# AUFGABE
Zähl, in wie vielen Zeilen der Datensätze das Wort "region" steht, und nenn nur diese Zahl. Groß- und Kleinschreibung zählt.

# AUSGELESENE DATENSÄTZE

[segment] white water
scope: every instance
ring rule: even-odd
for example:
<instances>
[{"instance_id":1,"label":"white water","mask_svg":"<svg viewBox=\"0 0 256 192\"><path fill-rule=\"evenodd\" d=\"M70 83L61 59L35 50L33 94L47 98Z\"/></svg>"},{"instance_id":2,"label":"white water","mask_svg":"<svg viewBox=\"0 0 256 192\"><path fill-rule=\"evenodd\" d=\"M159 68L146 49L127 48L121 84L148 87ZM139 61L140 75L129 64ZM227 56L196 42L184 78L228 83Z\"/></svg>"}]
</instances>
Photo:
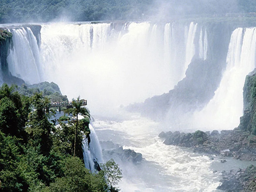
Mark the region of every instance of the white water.
<instances>
[{"instance_id":1,"label":"white water","mask_svg":"<svg viewBox=\"0 0 256 192\"><path fill-rule=\"evenodd\" d=\"M162 129L158 123L134 116L119 122L96 120L94 125L100 140L125 145L145 158L137 165L115 159L124 175L122 191L214 191L220 184L221 177L211 167L220 161L163 144L157 136Z\"/></svg>"},{"instance_id":2,"label":"white water","mask_svg":"<svg viewBox=\"0 0 256 192\"><path fill-rule=\"evenodd\" d=\"M227 68L214 98L194 114L194 126L204 130L233 129L243 115L243 88L246 76L255 67L255 28L237 28L232 33Z\"/></svg>"},{"instance_id":3,"label":"white water","mask_svg":"<svg viewBox=\"0 0 256 192\"><path fill-rule=\"evenodd\" d=\"M99 164L104 163L104 162L102 158L101 147L93 127L91 124L89 124L89 128L91 131L91 133L90 134L90 142L89 145L87 138L84 138L83 141L84 161L85 167L94 172L93 159L95 159Z\"/></svg>"},{"instance_id":4,"label":"white water","mask_svg":"<svg viewBox=\"0 0 256 192\"><path fill-rule=\"evenodd\" d=\"M10 31L13 35L13 49L7 58L10 72L27 83L40 82L39 49L31 30L29 28L20 28Z\"/></svg>"},{"instance_id":5,"label":"white water","mask_svg":"<svg viewBox=\"0 0 256 192\"><path fill-rule=\"evenodd\" d=\"M8 57L12 73L31 83L54 81L70 99L79 95L87 99L93 115L116 118L113 109L168 92L185 76L196 54L206 60L208 51L206 29L193 22L187 29L178 29L175 23L132 22L120 30L110 24L43 25L40 52L30 31L13 29L14 49ZM241 79L254 68L256 38L254 28L242 32L234 31L220 88L198 113L199 120L208 120L199 124L202 127L233 129L243 114ZM95 123L100 140L124 145L145 158L138 166L121 164L122 191L212 191L218 186L212 161L163 145L157 137L163 129L158 124L140 117L120 122L99 118ZM101 163L99 143L92 145L94 149L84 155L98 156ZM91 160L86 163L90 167L94 164Z\"/></svg>"},{"instance_id":6,"label":"white water","mask_svg":"<svg viewBox=\"0 0 256 192\"><path fill-rule=\"evenodd\" d=\"M40 51L29 28L15 28L9 67L28 83L55 82L69 99L86 98L93 113L109 113L172 89L195 54L189 44L196 26L185 31L174 23L132 22L122 29L110 24L42 25Z\"/></svg>"}]
</instances>

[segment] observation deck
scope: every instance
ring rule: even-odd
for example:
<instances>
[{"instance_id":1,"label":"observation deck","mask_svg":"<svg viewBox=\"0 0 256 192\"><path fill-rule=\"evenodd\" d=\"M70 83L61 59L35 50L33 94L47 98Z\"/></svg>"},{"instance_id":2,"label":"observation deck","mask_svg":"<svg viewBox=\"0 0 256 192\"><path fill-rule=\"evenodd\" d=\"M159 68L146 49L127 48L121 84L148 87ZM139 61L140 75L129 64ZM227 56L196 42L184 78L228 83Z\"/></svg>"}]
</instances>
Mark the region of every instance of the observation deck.
<instances>
[{"instance_id":1,"label":"observation deck","mask_svg":"<svg viewBox=\"0 0 256 192\"><path fill-rule=\"evenodd\" d=\"M87 106L87 100L81 99L80 100L82 101L82 106ZM49 104L49 108L59 108L60 109L61 107L67 107L67 108L70 108L72 106L72 101L53 102Z\"/></svg>"}]
</instances>

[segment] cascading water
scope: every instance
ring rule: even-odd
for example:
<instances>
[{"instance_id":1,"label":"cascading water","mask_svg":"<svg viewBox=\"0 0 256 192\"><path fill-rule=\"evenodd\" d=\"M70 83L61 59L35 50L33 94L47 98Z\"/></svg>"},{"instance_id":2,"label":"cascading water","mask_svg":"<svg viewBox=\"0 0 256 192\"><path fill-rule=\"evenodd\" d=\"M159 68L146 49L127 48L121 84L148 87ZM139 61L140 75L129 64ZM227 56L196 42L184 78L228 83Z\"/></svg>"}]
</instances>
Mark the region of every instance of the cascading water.
<instances>
[{"instance_id":1,"label":"cascading water","mask_svg":"<svg viewBox=\"0 0 256 192\"><path fill-rule=\"evenodd\" d=\"M7 61L13 76L22 78L29 84L41 81L40 51L36 39L29 28L11 29L13 49Z\"/></svg>"},{"instance_id":2,"label":"cascading water","mask_svg":"<svg viewBox=\"0 0 256 192\"><path fill-rule=\"evenodd\" d=\"M111 24L42 25L40 55L36 54L37 47L31 45L37 42L32 35L28 37L28 28L13 29L14 47L8 57L11 72L26 82L54 81L69 99L81 95L88 99L92 114L116 118L110 123L103 118L96 122L97 134L104 132L100 140L110 134L108 140L125 145L124 148L141 152L145 158L138 167L121 164L124 191L126 184L128 191L131 188L142 191L215 189L218 176L212 173L207 157L164 145L156 137L161 129L158 124L140 118L134 120L126 114L123 115L129 120L118 122L116 113L109 113L122 104L143 101L172 89L185 76L194 57L207 59L206 29L194 22L188 30L185 25L175 22L122 25L116 28ZM17 52L22 41L31 50L29 54ZM16 65L27 67L20 58L33 61L29 64L36 69L35 77L15 68ZM84 159L86 168L93 170L93 158L99 163L103 159L97 135L90 128L91 143L84 140Z\"/></svg>"},{"instance_id":3,"label":"cascading water","mask_svg":"<svg viewBox=\"0 0 256 192\"><path fill-rule=\"evenodd\" d=\"M203 29L200 30L199 38L199 58L206 60L207 58L207 33L206 29L203 34Z\"/></svg>"},{"instance_id":4,"label":"cascading water","mask_svg":"<svg viewBox=\"0 0 256 192\"><path fill-rule=\"evenodd\" d=\"M89 124L89 128L91 131L90 134L90 142L88 144L88 140L86 138L84 138L83 141L84 162L85 167L94 172L95 170L95 163L97 162L99 164L103 163L104 161L101 147L93 127Z\"/></svg>"},{"instance_id":5,"label":"cascading water","mask_svg":"<svg viewBox=\"0 0 256 192\"><path fill-rule=\"evenodd\" d=\"M231 36L227 68L214 98L194 114L194 124L205 129L232 129L243 115L245 77L255 67L255 28L236 29Z\"/></svg>"}]
</instances>

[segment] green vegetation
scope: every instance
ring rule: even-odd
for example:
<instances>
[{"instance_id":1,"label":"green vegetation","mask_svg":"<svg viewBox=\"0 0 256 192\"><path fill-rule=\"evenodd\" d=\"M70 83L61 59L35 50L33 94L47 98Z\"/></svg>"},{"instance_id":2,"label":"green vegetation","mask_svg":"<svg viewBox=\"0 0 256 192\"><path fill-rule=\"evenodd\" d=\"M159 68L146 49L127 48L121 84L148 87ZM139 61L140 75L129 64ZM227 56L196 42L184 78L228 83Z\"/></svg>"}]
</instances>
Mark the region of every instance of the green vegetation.
<instances>
[{"instance_id":1,"label":"green vegetation","mask_svg":"<svg viewBox=\"0 0 256 192\"><path fill-rule=\"evenodd\" d=\"M141 18L152 0L1 0L0 23Z\"/></svg>"},{"instance_id":2,"label":"green vegetation","mask_svg":"<svg viewBox=\"0 0 256 192\"><path fill-rule=\"evenodd\" d=\"M75 131L75 141L74 145L74 157L76 157L76 140L77 140L77 133L78 129L78 115L81 114L84 117L90 118L89 111L86 109L86 108L82 108L83 104L83 100L80 99L80 97L77 98L77 100L76 100L73 99L72 100L72 106L74 108L67 109L65 111L65 113L70 114L71 113L73 116L76 117L76 131ZM86 125L87 127L88 125Z\"/></svg>"},{"instance_id":3,"label":"green vegetation","mask_svg":"<svg viewBox=\"0 0 256 192\"><path fill-rule=\"evenodd\" d=\"M105 173L107 182L110 186L110 191L118 191L115 186L117 185L122 177L118 165L115 163L113 159L111 159L102 165L102 170Z\"/></svg>"},{"instance_id":4,"label":"green vegetation","mask_svg":"<svg viewBox=\"0 0 256 192\"><path fill-rule=\"evenodd\" d=\"M49 119L55 112L48 107L49 98L38 92L22 95L17 90L6 84L0 87L1 191L111 190L108 170L92 173L83 163L81 141L88 132L88 111L83 120L63 118L60 126L54 126ZM83 108L76 111L79 102L73 100L70 109L75 115L84 112Z\"/></svg>"},{"instance_id":5,"label":"green vegetation","mask_svg":"<svg viewBox=\"0 0 256 192\"><path fill-rule=\"evenodd\" d=\"M7 38L12 38L12 34L9 31L0 28L0 44L6 40Z\"/></svg>"}]
</instances>

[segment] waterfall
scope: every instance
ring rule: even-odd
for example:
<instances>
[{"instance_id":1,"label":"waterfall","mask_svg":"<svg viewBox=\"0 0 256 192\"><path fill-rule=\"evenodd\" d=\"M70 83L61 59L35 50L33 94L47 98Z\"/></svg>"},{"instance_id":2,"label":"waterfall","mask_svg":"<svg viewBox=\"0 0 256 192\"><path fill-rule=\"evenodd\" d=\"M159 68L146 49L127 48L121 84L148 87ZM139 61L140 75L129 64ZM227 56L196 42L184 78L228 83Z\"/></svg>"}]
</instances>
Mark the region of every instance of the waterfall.
<instances>
[{"instance_id":1,"label":"waterfall","mask_svg":"<svg viewBox=\"0 0 256 192\"><path fill-rule=\"evenodd\" d=\"M197 24L194 24L193 22L191 22L188 29L188 37L186 38L186 61L185 67L184 68L184 72L186 72L186 70L188 68L188 66L189 65L193 56L195 56L195 45L194 41L196 29Z\"/></svg>"},{"instance_id":2,"label":"waterfall","mask_svg":"<svg viewBox=\"0 0 256 192\"><path fill-rule=\"evenodd\" d=\"M184 42L184 26L173 23L42 27L42 80L56 83L71 98L86 97L95 113L168 92L185 76L186 49L191 58L195 54L195 47ZM190 29L190 42L195 31Z\"/></svg>"},{"instance_id":3,"label":"waterfall","mask_svg":"<svg viewBox=\"0 0 256 192\"><path fill-rule=\"evenodd\" d=\"M91 131L90 137L91 142L89 144L90 150L94 157L96 157L99 163L103 163L102 149L99 141L98 137L95 131L92 124L89 124L90 130Z\"/></svg>"},{"instance_id":4,"label":"waterfall","mask_svg":"<svg viewBox=\"0 0 256 192\"><path fill-rule=\"evenodd\" d=\"M201 28L199 37L199 58L205 60L207 54L207 34L206 29L203 34L203 29Z\"/></svg>"},{"instance_id":5,"label":"waterfall","mask_svg":"<svg viewBox=\"0 0 256 192\"><path fill-rule=\"evenodd\" d=\"M40 51L31 29L11 29L13 48L7 58L10 72L27 83L41 81Z\"/></svg>"},{"instance_id":6,"label":"waterfall","mask_svg":"<svg viewBox=\"0 0 256 192\"><path fill-rule=\"evenodd\" d=\"M101 147L93 127L91 124L89 124L89 128L91 131L90 144L88 144L88 140L86 138L84 138L83 141L84 162L85 167L94 172L94 161L96 160L99 164L103 163L103 158Z\"/></svg>"},{"instance_id":7,"label":"waterfall","mask_svg":"<svg viewBox=\"0 0 256 192\"><path fill-rule=\"evenodd\" d=\"M197 127L232 129L239 125L245 77L255 67L255 29L237 28L232 33L220 86L207 106L194 114Z\"/></svg>"}]
</instances>

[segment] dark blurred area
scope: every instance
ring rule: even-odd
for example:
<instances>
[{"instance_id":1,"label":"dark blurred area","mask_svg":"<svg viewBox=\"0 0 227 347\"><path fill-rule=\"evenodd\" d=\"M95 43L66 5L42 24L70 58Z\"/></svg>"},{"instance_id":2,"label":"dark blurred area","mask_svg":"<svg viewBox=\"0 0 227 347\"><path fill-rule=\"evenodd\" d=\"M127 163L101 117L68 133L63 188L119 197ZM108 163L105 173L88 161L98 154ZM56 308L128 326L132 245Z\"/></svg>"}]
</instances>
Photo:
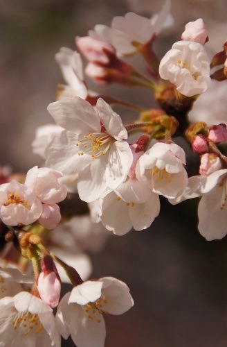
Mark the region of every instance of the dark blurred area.
<instances>
[{"instance_id":1,"label":"dark blurred area","mask_svg":"<svg viewBox=\"0 0 227 347\"><path fill-rule=\"evenodd\" d=\"M158 3L151 1L151 7L152 2ZM186 3L188 6L190 1ZM203 3L197 17L206 10L208 5ZM75 35L85 35L96 24L109 25L113 17L129 10L122 0L0 1L1 164L23 171L41 164L30 143L37 126L52 122L46 106L55 100L56 85L62 82L55 53L61 46L73 49ZM215 16L210 19L211 37L215 30L223 35ZM157 44L160 54L179 40L183 30L176 28L161 36ZM105 92L140 105L154 103L149 92L136 88L114 85ZM129 119L130 112L120 111ZM193 162L190 159L189 167ZM127 314L105 317L107 347L226 346L226 240L208 242L200 236L197 203L172 206L161 199L161 213L149 229L111 237L100 254L91 256L92 277L121 279L135 301ZM62 346L73 344L69 340Z\"/></svg>"}]
</instances>

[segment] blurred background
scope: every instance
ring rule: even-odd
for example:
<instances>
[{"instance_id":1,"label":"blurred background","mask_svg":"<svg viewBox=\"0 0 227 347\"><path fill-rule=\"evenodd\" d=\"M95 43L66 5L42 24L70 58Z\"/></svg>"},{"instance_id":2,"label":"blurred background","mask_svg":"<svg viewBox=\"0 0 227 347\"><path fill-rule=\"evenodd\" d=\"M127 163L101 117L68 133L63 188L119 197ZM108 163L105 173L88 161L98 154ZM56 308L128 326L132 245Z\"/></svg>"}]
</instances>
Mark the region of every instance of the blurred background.
<instances>
[{"instance_id":1,"label":"blurred background","mask_svg":"<svg viewBox=\"0 0 227 347\"><path fill-rule=\"evenodd\" d=\"M30 144L36 128L52 122L46 107L63 82L54 60L61 46L73 49L75 35L86 35L96 24L110 25L116 15L133 10L149 17L161 6L156 0L1 0L1 164L15 171L42 164ZM221 50L226 0L172 0L172 12L175 24L156 44L161 57L179 40L185 24L199 17L208 26L210 52ZM154 105L149 91L138 88L112 85L105 92ZM122 108L118 112L127 121L135 117ZM189 166L194 160L189 158ZM173 207L162 199L161 212L149 230L110 237L102 251L91 255L92 277L121 279L135 301L125 314L105 317L107 347L226 346L226 239L208 242L200 236L197 203ZM69 340L62 346L73 345Z\"/></svg>"}]
</instances>

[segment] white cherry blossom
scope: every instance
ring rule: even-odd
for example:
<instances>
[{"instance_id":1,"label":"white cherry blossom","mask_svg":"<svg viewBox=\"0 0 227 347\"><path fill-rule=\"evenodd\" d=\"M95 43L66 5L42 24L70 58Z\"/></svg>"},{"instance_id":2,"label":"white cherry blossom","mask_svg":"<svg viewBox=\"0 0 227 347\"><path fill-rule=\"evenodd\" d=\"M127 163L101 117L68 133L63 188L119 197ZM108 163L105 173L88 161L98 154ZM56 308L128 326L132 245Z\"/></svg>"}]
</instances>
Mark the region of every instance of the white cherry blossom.
<instances>
[{"instance_id":1,"label":"white cherry blossom","mask_svg":"<svg viewBox=\"0 0 227 347\"><path fill-rule=\"evenodd\" d=\"M59 330L71 335L78 347L104 347L106 329L103 313L122 314L134 305L128 287L112 277L84 282L66 294L57 307Z\"/></svg>"},{"instance_id":2,"label":"white cherry blossom","mask_svg":"<svg viewBox=\"0 0 227 347\"><path fill-rule=\"evenodd\" d=\"M191 41L175 42L160 62L160 76L186 96L205 92L210 85L210 61L203 46Z\"/></svg>"},{"instance_id":3,"label":"white cherry blossom","mask_svg":"<svg viewBox=\"0 0 227 347\"><path fill-rule=\"evenodd\" d=\"M59 182L62 174L48 167L34 167L26 175L25 185L44 203L55 204L65 199L67 189Z\"/></svg>"},{"instance_id":4,"label":"white cherry blossom","mask_svg":"<svg viewBox=\"0 0 227 347\"><path fill-rule=\"evenodd\" d=\"M60 346L52 310L26 291L0 300L0 346Z\"/></svg>"},{"instance_id":5,"label":"white cherry blossom","mask_svg":"<svg viewBox=\"0 0 227 347\"><path fill-rule=\"evenodd\" d=\"M0 185L0 218L7 226L30 224L42 212L42 202L25 185L13 180Z\"/></svg>"},{"instance_id":6,"label":"white cherry blossom","mask_svg":"<svg viewBox=\"0 0 227 347\"><path fill-rule=\"evenodd\" d=\"M80 96L86 99L87 88L84 83L82 62L80 53L66 47L62 47L55 55L55 60L61 69L66 85L60 85L58 99Z\"/></svg>"},{"instance_id":7,"label":"white cherry blossom","mask_svg":"<svg viewBox=\"0 0 227 347\"><path fill-rule=\"evenodd\" d=\"M47 149L46 166L65 174L78 174L82 200L96 200L125 178L132 162L127 132L120 117L102 99L96 110L75 97L51 103L48 110L66 131Z\"/></svg>"},{"instance_id":8,"label":"white cherry blossom","mask_svg":"<svg viewBox=\"0 0 227 347\"><path fill-rule=\"evenodd\" d=\"M136 174L154 193L175 198L188 184L185 153L176 144L156 143L139 159Z\"/></svg>"}]
</instances>

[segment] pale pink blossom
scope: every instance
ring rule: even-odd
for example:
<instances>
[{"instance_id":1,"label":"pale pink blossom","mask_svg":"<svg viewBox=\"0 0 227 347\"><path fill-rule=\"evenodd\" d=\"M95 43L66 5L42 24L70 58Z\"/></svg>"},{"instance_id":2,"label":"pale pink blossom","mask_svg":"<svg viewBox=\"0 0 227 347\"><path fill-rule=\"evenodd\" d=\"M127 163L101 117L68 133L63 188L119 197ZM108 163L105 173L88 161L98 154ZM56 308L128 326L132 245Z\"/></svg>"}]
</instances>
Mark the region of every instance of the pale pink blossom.
<instances>
[{"instance_id":1,"label":"pale pink blossom","mask_svg":"<svg viewBox=\"0 0 227 347\"><path fill-rule=\"evenodd\" d=\"M78 174L79 195L86 202L118 187L132 162L120 116L102 99L96 110L79 97L51 103L48 110L66 131L48 148L46 165L64 174Z\"/></svg>"},{"instance_id":2,"label":"pale pink blossom","mask_svg":"<svg viewBox=\"0 0 227 347\"><path fill-rule=\"evenodd\" d=\"M0 346L60 347L52 310L26 291L0 300Z\"/></svg>"},{"instance_id":3,"label":"pale pink blossom","mask_svg":"<svg viewBox=\"0 0 227 347\"><path fill-rule=\"evenodd\" d=\"M208 151L208 141L206 137L201 135L197 135L192 142L192 149L196 153L204 153Z\"/></svg>"},{"instance_id":4,"label":"pale pink blossom","mask_svg":"<svg viewBox=\"0 0 227 347\"><path fill-rule=\"evenodd\" d=\"M78 347L104 347L106 329L103 314L122 314L134 305L129 289L112 277L84 282L60 301L56 314L59 331L71 336Z\"/></svg>"},{"instance_id":5,"label":"pale pink blossom","mask_svg":"<svg viewBox=\"0 0 227 347\"><path fill-rule=\"evenodd\" d=\"M37 288L40 298L47 306L54 308L59 303L61 282L55 272L45 273L42 271L38 278Z\"/></svg>"},{"instance_id":6,"label":"pale pink blossom","mask_svg":"<svg viewBox=\"0 0 227 347\"><path fill-rule=\"evenodd\" d=\"M210 85L210 61L203 46L191 41L175 42L161 60L159 74L186 96L205 92Z\"/></svg>"},{"instance_id":7,"label":"pale pink blossom","mask_svg":"<svg viewBox=\"0 0 227 347\"><path fill-rule=\"evenodd\" d=\"M109 53L115 54L113 47L100 38L86 36L76 37L76 44L89 62L107 65L109 62Z\"/></svg>"},{"instance_id":8,"label":"pale pink blossom","mask_svg":"<svg viewBox=\"0 0 227 347\"><path fill-rule=\"evenodd\" d=\"M7 226L30 224L42 212L42 202L26 185L15 180L0 185L0 218Z\"/></svg>"},{"instance_id":9,"label":"pale pink blossom","mask_svg":"<svg viewBox=\"0 0 227 347\"><path fill-rule=\"evenodd\" d=\"M216 144L226 142L227 141L226 124L210 126L208 139Z\"/></svg>"},{"instance_id":10,"label":"pale pink blossom","mask_svg":"<svg viewBox=\"0 0 227 347\"><path fill-rule=\"evenodd\" d=\"M201 18L190 22L185 25L185 30L181 35L184 41L193 41L204 44L208 36L208 32Z\"/></svg>"},{"instance_id":11,"label":"pale pink blossom","mask_svg":"<svg viewBox=\"0 0 227 347\"><path fill-rule=\"evenodd\" d=\"M60 209L56 203L43 204L43 210L38 222L50 230L55 229L61 220Z\"/></svg>"},{"instance_id":12,"label":"pale pink blossom","mask_svg":"<svg viewBox=\"0 0 227 347\"><path fill-rule=\"evenodd\" d=\"M221 169L221 160L214 153L206 153L201 156L199 174L209 176L213 172Z\"/></svg>"},{"instance_id":13,"label":"pale pink blossom","mask_svg":"<svg viewBox=\"0 0 227 347\"><path fill-rule=\"evenodd\" d=\"M53 169L34 167L28 171L25 185L42 203L55 204L62 201L67 195L66 187L59 182L62 177L62 174Z\"/></svg>"},{"instance_id":14,"label":"pale pink blossom","mask_svg":"<svg viewBox=\"0 0 227 347\"><path fill-rule=\"evenodd\" d=\"M185 164L185 153L181 147L157 142L138 160L136 176L154 193L174 198L188 184Z\"/></svg>"}]
</instances>

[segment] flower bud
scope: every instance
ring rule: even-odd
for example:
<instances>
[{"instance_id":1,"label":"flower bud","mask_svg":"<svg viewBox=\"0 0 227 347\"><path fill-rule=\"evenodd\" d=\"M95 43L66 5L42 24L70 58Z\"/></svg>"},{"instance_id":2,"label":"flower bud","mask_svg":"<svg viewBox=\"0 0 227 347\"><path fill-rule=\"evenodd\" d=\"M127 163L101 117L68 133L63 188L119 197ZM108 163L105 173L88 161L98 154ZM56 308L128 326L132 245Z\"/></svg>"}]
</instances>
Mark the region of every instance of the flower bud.
<instances>
[{"instance_id":1,"label":"flower bud","mask_svg":"<svg viewBox=\"0 0 227 347\"><path fill-rule=\"evenodd\" d=\"M60 296L61 281L50 255L45 255L42 260L42 269L37 280L40 298L48 306L56 307Z\"/></svg>"},{"instance_id":2,"label":"flower bud","mask_svg":"<svg viewBox=\"0 0 227 347\"><path fill-rule=\"evenodd\" d=\"M190 22L185 25L185 30L181 35L183 41L193 41L204 44L208 41L208 33L201 18Z\"/></svg>"},{"instance_id":3,"label":"flower bud","mask_svg":"<svg viewBox=\"0 0 227 347\"><path fill-rule=\"evenodd\" d=\"M227 129L226 124L219 124L210 126L209 129L208 140L218 144L227 141Z\"/></svg>"},{"instance_id":4,"label":"flower bud","mask_svg":"<svg viewBox=\"0 0 227 347\"><path fill-rule=\"evenodd\" d=\"M80 51L91 62L105 65L109 64L110 56L115 55L113 47L101 40L90 36L77 37L75 42Z\"/></svg>"},{"instance_id":5,"label":"flower bud","mask_svg":"<svg viewBox=\"0 0 227 347\"><path fill-rule=\"evenodd\" d=\"M206 153L201 156L199 174L209 176L221 168L221 160L214 153Z\"/></svg>"},{"instance_id":6,"label":"flower bud","mask_svg":"<svg viewBox=\"0 0 227 347\"><path fill-rule=\"evenodd\" d=\"M208 134L208 126L203 121L194 123L190 126L185 131L185 137L189 142L192 142L194 137L199 134L203 134L206 137Z\"/></svg>"},{"instance_id":7,"label":"flower bud","mask_svg":"<svg viewBox=\"0 0 227 347\"><path fill-rule=\"evenodd\" d=\"M192 142L192 149L195 153L208 151L208 144L206 138L201 134L197 135Z\"/></svg>"}]
</instances>

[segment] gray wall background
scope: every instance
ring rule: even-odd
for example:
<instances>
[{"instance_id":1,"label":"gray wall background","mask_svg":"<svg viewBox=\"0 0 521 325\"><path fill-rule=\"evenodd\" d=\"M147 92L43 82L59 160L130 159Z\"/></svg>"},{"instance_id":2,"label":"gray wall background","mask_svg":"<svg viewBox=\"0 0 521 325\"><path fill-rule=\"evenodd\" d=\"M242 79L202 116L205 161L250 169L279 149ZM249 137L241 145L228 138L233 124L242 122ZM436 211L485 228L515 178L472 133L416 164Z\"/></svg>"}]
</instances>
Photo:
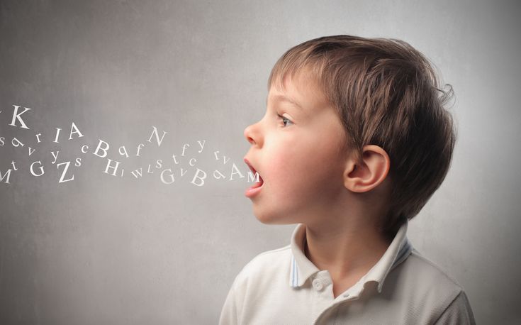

# ERLEDIGTE AUFGABE
10